Turn all of the records below into a numbered list, one line per item, and leave out any blank lines.

"""

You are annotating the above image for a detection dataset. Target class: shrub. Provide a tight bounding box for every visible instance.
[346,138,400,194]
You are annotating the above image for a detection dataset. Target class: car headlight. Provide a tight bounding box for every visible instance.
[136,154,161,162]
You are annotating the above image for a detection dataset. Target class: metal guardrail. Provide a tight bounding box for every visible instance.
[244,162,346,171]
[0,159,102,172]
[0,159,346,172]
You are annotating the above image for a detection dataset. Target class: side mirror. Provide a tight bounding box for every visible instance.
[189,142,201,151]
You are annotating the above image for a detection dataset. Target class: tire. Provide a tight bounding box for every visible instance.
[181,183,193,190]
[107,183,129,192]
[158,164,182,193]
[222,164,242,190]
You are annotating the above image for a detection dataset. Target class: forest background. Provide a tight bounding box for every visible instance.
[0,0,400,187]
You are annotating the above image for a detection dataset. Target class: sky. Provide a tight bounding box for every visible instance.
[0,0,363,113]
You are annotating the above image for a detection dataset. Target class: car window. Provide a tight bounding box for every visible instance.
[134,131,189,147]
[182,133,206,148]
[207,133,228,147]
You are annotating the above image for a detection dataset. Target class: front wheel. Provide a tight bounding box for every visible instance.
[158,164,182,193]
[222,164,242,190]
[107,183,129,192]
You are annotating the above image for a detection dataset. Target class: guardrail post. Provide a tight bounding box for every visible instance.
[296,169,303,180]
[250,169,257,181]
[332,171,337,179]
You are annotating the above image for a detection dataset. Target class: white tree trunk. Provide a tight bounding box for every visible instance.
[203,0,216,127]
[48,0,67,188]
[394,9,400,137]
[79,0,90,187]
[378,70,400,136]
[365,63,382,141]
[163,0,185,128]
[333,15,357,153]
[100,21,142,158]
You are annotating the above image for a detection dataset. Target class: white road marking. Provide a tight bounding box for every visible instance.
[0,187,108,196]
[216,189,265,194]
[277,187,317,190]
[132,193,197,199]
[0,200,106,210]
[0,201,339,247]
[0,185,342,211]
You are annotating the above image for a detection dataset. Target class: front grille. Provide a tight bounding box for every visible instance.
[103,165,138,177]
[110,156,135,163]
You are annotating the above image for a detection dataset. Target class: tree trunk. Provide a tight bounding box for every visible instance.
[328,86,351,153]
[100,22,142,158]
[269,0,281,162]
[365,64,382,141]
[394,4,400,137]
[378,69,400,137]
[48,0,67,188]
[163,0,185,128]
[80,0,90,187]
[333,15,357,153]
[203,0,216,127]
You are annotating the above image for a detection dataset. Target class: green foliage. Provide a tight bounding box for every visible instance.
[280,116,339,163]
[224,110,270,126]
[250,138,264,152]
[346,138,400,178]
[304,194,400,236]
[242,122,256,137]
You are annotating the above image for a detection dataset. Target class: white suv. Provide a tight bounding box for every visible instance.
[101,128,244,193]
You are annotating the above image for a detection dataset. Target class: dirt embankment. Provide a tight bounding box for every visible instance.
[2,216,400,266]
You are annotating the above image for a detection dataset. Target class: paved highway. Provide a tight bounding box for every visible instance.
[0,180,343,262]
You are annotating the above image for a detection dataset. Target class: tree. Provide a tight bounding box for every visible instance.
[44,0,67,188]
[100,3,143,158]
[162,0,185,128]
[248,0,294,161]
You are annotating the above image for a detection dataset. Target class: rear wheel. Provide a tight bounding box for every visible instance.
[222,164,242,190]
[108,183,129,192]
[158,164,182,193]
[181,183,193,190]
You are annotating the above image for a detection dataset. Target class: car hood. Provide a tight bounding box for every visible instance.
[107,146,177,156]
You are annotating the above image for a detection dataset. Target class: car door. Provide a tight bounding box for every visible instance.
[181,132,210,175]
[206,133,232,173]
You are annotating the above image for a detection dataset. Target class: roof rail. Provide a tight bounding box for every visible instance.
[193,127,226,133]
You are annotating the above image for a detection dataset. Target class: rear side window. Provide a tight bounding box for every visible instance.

"""

__Reply__.
1. You are annotating the above image for a detection dataset. Target class: shrub. Provide a tight bounding box for every visible instance.
2. [346,138,400,194]
3. You are annotating the above image for a detection dataset. Target class: car headlight. Provide a tight bounding box for every visible instance.
4. [136,154,161,162]
5. You are annotating the above image for a detection dataset. Target class: metal guardrail. Provide a tight bounding box for every visible instance.
6. [244,162,346,171]
7. [0,159,102,172]
8. [0,159,346,172]
9. You are annotating the above image for a detection dataset. Target class: side mirror. Provide a tight bounding box for every visible instance.
10. [189,142,201,151]
11. You are annotating the above image for a detection dataset. Target class: tire. Provide a tight bounding box for every visible instance.
12. [181,183,193,190]
13. [107,183,129,192]
14. [158,164,182,193]
15. [222,164,242,190]
16. You are annotating the above image for a detection dataset. Target class: forest background. Provide a tight bounding box for every visible instance.
17. [0,0,400,187]
18. You are annotating the above image for a detection dataset. Target class: sky. Provide a tight bounding box for every visible instance.
19. [0,0,363,113]
20. You are annotating the above image for a detection dataset. Target class: car window. Provide a tight bounding box for every visible instance.
21. [134,131,189,147]
22. [182,133,206,148]
23. [207,133,228,147]
24. You are annotating the above image for a detection dataset. Target class: front wheel. Provide a tight bounding box for every visible instance.
25. [158,164,182,193]
26. [222,164,242,190]
27. [107,183,129,192]
28. You are annotating the above image for a detection dataset. Target class: guardrail post. Provide a tight bounding box for every visible instance.
29. [296,169,303,180]
30. [250,169,257,181]
31. [332,171,337,179]
32. You are annotating the above image for a detection dataset. Target class: white tree trunk. Provide a tight bounding box for every visible instance.
33. [203,0,216,127]
34. [48,0,67,188]
35. [394,9,400,137]
36. [79,0,90,187]
37. [378,70,400,136]
38. [365,63,382,141]
39. [163,0,185,128]
40. [333,15,357,153]
41. [100,21,142,158]
42. You are annotating the above image for a detection dataset. Target class: white road marking. Provide a tight bounding box for every visible instance.
43. [0,187,108,196]
44. [216,189,265,194]
45. [277,187,317,190]
46. [132,193,197,199]
47. [0,200,106,210]
48. [0,201,339,247]
49. [0,185,342,211]
50. You are annotating the above image for a detection dataset. Target class: front grille. Provide a tight bounding box for every visible instance.
51. [103,165,138,177]
52. [110,156,135,163]
53. You are annotating the above image for a detection dataset. Target class: tree trunk. Provide a tight bounding box for every visible instance.
54. [328,86,351,153]
55. [100,22,142,158]
56. [269,0,281,162]
57. [365,64,382,141]
58. [394,4,400,137]
59. [378,69,400,137]
60. [48,0,67,188]
61. [163,0,185,128]
62. [80,0,90,187]
63. [333,15,357,153]
64. [203,0,216,127]
65. You are annotating the above image for a detection dataset. Target class: green foliage. Provide a tight bounding box for every visible instance.
66. [280,116,339,163]
67. [224,110,270,126]
68. [250,138,264,152]
69. [346,138,400,178]
70. [304,194,400,236]
71. [242,122,256,137]
72. You are annotating the above image for a detection dataset. Target class: white suv. Provide a tight bounding box for every visible instance.
73. [101,128,244,193]
74. You are annotating the above image for a detection dataset. Target class: dirt embankment. Provide a tight bounding box for every visible instance.
75. [2,216,400,266]
76. You are annotating the above image for a detection dataset. Target class: paved highway. Provide a tight bounding box for every visible instance.
77. [0,180,343,262]
78. You are annotating the above image for a detection dataset. Target class: tree. Provide a tight bounding box for every visible instance.
79. [44,0,67,188]
80. [100,3,143,158]
81. [162,0,185,128]
82. [248,0,294,161]
83. You are annotating the above image for a detection dataset. Target class: rear wheel. Provide a tight bounding box for every visible instance.
84. [222,164,242,190]
85. [108,183,129,192]
86. [158,164,182,193]
87. [181,183,193,190]
88. You are annotating the above image for a detection dataset. Target class: car hood. Provide a tight bounding box for every visible instance.
89. [107,146,177,156]
90. You are annotating the above image for a detection dataset. Target class: car door. Provide a tight bounding box for every visible instance.
91. [181,132,210,175]
92. [206,133,232,173]
93. You are annotating the above image for a detection dataset. Target class: roof rail. Provide a tight bounding box for every visible instance.
94. [193,127,226,133]
95. You are annotating the above image for a detection dataset. Target class: rear side window. Provide a tight bounding box for every visible instance.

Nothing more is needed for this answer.